Pointing dataset excerpts:
============
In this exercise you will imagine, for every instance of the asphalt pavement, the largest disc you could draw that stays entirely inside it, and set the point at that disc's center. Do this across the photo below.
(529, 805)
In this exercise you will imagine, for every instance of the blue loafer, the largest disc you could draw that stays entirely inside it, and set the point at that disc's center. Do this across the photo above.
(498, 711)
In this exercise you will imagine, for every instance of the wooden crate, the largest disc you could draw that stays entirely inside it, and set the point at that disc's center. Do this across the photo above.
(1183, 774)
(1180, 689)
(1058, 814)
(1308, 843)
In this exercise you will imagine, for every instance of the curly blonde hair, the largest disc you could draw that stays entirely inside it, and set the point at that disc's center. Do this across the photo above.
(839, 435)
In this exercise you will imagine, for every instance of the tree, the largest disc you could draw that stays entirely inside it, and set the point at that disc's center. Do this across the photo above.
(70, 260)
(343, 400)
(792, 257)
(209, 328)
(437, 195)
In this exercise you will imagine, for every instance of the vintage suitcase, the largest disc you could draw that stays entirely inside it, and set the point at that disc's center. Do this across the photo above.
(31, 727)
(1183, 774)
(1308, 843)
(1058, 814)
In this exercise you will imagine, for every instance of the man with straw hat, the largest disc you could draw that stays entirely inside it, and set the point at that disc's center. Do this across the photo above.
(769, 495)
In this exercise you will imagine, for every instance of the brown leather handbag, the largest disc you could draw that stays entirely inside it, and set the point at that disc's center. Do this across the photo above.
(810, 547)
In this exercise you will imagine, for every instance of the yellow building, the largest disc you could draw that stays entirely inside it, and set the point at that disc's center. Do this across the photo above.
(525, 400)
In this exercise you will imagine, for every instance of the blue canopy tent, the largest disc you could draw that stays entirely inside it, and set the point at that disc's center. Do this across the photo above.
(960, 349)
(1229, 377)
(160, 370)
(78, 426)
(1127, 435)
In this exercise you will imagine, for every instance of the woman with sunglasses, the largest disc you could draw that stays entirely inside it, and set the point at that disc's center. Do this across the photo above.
============
> **Exercise**
Repeat exactly, and only, the lines from the line containing "of the yellow" through the last line of the records above, both included.

> **Answer in full**
In this exercise you will imagine, for every instance of the yellow building, the largest disc you could draw that stays entirely inside it, and set the point at that disc's center. Do this across the photo above.
(525, 400)
In this exercise you will imagine, for every instance of the blue canopy tent, the largest disc you could draw that stays entirely inside it, and set the point at that disc's center. Do this across the photo above.
(960, 349)
(1229, 377)
(160, 370)
(78, 426)
(1127, 435)
In this exercise you will imagine, for every instance of the woman with sunglasses, the largest disc you could draw that stays entirely inside it, and set the point at that disc's center. Do this across the photo above.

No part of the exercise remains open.